The Qatar Stock Exchange remained under bearish spell for the third consecutive day, widening the year-to-date losses to 1.39%, to settle below the 10,300 level, mainly dragged by Gulf institutions’ substantial profit-booking.
An across-the-board-selling, particularly in insurance, industrials and banking, led the 20-stock Qatar Index to fall 0.22% to 10,291.86 points, reflecting stock specific movements and ahead of the US Federal Reserve meeting to decide on the interest rate.
Foreign institutions’ considerably weakened net buying also negatively influenced the bourse, where micro and small cap stocks were the hardest hit.
Islamic stocks declined faster than the main index and other indices in the market, where buying interests of non-Qatari and Gulf individual investors weakened, even as domestic institutions and local retail investors turned bullish.
Trade turnover and volumes declined in the market, where banking, real estate and telecom sectors together accounted for more than 81% of the total volumes.
Market capitalisation shrank QR2bn, or 0.36%, to QR552.49bn as micro, small and large cap scrips melted 1.47%, 1.32% and 0.28% respectively; whereas midcaps were up 0.07%.
The Total Return Index fell 0.22% to 17,008.08 points, the All Share Index by 0.29% to 2,887.54 points and the Al Rayan Islamic Index by 0.43% to 4,058.83 points.
The insurance sector saw its index decline 0.69%, followed by industrials (0.61%), banks and financial services (0.26%), consumer goods (0.1%), realty (0.07%), and transport and telecom (0.02% each).

**DATASET CONTENT**
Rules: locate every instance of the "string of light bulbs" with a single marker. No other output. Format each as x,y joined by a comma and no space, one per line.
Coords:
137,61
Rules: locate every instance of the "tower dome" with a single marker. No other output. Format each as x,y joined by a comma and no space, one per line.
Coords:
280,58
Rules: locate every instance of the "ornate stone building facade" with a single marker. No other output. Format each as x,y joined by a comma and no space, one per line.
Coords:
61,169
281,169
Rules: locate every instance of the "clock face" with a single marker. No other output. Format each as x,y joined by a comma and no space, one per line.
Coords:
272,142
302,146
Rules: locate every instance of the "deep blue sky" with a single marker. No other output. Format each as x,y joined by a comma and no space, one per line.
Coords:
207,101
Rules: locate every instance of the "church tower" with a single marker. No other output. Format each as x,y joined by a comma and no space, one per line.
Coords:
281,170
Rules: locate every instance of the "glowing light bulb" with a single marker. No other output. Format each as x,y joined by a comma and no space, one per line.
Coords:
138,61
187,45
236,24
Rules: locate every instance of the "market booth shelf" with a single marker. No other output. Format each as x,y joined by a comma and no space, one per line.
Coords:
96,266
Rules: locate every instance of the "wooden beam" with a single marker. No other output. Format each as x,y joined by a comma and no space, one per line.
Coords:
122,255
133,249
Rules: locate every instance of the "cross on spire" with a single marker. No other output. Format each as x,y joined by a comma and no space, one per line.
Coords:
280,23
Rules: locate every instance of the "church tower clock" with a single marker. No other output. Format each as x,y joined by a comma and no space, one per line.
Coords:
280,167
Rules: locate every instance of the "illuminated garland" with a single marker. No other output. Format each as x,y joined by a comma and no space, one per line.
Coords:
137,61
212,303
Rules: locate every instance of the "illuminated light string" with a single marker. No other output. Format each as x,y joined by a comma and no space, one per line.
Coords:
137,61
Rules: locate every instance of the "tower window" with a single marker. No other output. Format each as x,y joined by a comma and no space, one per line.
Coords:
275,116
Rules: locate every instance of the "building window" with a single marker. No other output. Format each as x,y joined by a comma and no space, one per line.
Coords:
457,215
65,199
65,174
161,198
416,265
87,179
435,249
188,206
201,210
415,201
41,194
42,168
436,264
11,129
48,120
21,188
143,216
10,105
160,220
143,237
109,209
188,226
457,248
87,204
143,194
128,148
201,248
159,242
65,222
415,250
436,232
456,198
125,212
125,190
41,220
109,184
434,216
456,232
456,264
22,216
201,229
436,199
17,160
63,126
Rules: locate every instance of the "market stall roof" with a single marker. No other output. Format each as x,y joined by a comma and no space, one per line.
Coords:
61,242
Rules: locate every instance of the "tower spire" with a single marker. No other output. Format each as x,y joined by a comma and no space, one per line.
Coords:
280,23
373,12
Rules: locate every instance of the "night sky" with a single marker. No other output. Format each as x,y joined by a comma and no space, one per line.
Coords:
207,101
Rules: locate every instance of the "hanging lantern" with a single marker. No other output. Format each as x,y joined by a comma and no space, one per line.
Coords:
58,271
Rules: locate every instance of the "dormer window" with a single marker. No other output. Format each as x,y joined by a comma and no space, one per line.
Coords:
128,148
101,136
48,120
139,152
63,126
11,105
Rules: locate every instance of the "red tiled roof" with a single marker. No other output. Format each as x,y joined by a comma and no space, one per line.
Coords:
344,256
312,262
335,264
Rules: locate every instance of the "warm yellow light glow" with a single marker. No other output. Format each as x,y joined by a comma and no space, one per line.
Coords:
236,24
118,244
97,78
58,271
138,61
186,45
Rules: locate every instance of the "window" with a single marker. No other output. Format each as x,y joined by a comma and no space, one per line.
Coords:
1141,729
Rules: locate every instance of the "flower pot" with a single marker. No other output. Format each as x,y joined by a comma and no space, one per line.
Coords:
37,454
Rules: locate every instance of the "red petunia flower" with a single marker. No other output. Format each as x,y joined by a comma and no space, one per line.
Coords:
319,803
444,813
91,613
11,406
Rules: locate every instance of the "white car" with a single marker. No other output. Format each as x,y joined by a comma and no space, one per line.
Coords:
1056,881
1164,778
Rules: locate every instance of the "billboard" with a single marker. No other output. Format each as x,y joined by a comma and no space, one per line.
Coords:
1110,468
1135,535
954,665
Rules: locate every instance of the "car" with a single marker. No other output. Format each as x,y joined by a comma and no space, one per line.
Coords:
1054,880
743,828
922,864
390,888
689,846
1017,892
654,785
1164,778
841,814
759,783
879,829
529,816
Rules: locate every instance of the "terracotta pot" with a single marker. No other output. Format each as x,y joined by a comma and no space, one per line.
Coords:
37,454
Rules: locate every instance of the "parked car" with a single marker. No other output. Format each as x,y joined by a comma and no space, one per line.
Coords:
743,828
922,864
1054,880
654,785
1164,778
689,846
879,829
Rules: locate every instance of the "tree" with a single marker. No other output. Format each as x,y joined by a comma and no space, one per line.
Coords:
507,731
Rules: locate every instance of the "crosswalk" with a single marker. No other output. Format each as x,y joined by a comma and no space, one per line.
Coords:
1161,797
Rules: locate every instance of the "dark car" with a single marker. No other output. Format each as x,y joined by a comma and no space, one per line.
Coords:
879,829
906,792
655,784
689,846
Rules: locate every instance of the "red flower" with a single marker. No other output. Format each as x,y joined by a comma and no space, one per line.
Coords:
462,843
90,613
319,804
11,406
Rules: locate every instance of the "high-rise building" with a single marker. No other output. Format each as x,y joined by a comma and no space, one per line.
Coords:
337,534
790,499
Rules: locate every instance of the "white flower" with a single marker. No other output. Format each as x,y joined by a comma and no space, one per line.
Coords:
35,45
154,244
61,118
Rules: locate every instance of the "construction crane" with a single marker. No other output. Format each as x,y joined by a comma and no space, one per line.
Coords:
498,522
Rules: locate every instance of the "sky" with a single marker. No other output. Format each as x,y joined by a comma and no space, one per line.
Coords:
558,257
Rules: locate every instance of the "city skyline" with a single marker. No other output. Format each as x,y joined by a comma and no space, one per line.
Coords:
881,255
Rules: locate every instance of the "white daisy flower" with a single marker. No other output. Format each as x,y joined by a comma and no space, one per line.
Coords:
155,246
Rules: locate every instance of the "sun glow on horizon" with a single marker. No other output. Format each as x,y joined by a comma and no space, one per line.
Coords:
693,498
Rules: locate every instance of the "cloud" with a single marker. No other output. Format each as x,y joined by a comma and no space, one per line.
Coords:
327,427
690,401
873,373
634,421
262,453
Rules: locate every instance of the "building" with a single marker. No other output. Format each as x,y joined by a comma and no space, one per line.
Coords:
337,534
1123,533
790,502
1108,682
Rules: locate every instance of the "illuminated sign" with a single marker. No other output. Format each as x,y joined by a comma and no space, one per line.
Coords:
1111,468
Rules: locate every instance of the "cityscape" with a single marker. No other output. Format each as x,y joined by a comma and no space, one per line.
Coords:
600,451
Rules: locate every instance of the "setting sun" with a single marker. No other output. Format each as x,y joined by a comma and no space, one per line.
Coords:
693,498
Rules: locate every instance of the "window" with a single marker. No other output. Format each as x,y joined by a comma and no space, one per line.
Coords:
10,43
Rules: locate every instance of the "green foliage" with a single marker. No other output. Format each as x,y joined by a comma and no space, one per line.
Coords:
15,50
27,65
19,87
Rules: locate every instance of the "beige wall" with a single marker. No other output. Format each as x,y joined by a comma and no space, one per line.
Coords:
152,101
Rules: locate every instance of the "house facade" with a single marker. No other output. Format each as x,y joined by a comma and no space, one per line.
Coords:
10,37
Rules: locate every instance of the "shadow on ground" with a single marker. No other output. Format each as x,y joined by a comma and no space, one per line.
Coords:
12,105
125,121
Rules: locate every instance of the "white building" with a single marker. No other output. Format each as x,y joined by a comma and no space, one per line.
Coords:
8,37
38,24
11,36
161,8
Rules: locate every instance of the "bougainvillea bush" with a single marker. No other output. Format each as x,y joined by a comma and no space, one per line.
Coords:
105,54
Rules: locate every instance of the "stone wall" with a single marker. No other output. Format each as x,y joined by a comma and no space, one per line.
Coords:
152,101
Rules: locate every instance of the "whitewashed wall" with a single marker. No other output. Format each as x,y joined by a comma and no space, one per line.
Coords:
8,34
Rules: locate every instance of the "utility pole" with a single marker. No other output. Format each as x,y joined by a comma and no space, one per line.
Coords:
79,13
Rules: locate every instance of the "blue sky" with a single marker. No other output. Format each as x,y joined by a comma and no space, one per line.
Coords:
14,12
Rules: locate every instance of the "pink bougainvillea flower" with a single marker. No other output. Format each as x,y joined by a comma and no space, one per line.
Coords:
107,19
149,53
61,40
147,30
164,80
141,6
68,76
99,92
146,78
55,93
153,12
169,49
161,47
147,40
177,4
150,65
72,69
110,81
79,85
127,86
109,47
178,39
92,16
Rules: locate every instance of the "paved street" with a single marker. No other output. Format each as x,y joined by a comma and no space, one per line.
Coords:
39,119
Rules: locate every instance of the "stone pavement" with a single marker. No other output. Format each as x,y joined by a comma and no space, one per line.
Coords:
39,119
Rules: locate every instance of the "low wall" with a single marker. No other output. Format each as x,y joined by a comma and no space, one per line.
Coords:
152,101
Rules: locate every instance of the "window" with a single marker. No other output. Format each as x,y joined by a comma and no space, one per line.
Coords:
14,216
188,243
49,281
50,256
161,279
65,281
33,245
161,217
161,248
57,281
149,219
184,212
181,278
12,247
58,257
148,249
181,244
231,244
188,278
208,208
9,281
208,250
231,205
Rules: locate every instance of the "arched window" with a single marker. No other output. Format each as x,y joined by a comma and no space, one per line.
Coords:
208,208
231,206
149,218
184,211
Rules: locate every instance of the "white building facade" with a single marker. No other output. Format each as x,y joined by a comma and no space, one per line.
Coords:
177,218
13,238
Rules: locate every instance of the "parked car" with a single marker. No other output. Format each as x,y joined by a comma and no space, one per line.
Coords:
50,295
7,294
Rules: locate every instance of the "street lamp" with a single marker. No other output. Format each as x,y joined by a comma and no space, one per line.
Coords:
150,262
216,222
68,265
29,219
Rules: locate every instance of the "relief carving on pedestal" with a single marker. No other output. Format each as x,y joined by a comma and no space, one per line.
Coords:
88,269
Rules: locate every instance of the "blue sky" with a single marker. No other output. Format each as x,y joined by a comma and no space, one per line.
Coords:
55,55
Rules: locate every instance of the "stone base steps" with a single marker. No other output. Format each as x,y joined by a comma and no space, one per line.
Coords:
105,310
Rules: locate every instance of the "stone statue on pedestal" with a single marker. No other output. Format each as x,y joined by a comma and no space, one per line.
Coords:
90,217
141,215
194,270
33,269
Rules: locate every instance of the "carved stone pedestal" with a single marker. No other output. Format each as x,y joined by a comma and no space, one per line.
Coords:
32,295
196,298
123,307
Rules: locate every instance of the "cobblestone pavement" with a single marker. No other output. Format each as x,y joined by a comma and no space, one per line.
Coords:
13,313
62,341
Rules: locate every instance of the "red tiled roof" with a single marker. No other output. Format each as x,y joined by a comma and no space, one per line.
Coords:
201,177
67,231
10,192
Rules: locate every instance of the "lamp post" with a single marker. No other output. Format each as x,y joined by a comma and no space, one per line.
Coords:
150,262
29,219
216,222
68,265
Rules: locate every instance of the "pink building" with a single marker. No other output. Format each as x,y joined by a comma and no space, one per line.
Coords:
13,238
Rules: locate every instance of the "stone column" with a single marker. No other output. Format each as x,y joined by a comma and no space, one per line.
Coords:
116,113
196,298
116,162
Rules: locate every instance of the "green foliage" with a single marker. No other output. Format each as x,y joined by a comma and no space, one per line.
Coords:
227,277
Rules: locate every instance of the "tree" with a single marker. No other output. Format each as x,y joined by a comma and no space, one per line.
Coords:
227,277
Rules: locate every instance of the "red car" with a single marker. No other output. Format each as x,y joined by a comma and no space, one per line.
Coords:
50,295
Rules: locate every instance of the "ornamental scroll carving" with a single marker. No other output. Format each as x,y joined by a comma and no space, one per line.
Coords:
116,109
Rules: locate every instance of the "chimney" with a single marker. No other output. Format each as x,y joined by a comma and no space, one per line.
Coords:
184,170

**EXERCISE INSTRUCTIONS**
• A. According to the Qatar Stock Exchange report, by what percentage did the Al Rayan Islamic Index fall?
• B. Please explain, in one to three sentences, what the Qatar Stock Exchange report says pulled the bourse lower.

**TASK-BY-TASK SOLUTIONS**
• A. 0.43%, to 4,058.83 points.

• B. The decline was mainly driven by substantial profit-booking by Gulf institutions. Foreign institutions' considerably weakened net buying also weighed on the market.